## DOCUMENT SECTION
+ + + + +

I have two instances of an app container (happens to be a Node.JS app, but that shouldn't matter) running in a Kubernetes cluster on Google Container Engine. I'd like to scale it up to three instances.
My cluster has a master and two minion nodes, with a replication controller and a load balancer service. The replication controller keeps my app container running happily on the two nodes.
I can see that there is a handy gcloud alpha container kubectl resize command which lets me change the number of replicas, but I don't see how or if I can increase the size of the cluster itself, so that it can spin up another minion node. I only see gcloud commands to create, delete, list and describe clusters; nothing to resize them.
If I can't resize my cluster, then to scale up I'd need to create a whole new cluster and kill the old one. Am I missing something?
Also, are there plans to support auto-scaling?
Update (June 2015): Kubernetes on GCE now uses managed instance groups which you can manually resize to add new nodes to your cluster.
There isn't currently a way to add nodes to your existing Google Container Engine cluster. We are currently adding support to Kubernetes to allow clusters to have nodes dynamically added but the work isn't quite finished yet. Once the feature is available in Kubernetes you can expect that it will show up in Google Container Engine shortly after the next Kubernetes release.
In the mean time, it should be possible to run more than two replicas of your node.js application on the existing two VMs.
This presentation: http://fr.slideshare.net/craigbox/autoscaling-kubernetes is about kubernetes horizontal scaling in Google Cloud. I put this link here to save some googling to next one that ends up on this thread.

+ + + + +

## DATASET SECTION
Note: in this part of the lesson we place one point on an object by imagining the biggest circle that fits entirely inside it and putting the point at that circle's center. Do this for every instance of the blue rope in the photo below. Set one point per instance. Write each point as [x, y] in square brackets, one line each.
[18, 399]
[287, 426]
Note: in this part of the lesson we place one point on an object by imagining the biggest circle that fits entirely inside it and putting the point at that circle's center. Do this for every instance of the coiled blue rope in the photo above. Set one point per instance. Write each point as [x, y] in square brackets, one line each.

+ + + + +

## THE TASK
In the Kubernetes scaling thread above, what does the June 2015 update say Kubernetes on GCE now uses that can be resized by hand to add nodes? Please answer in a few words.

## SOLVED PROBLEM
Managed instance groups.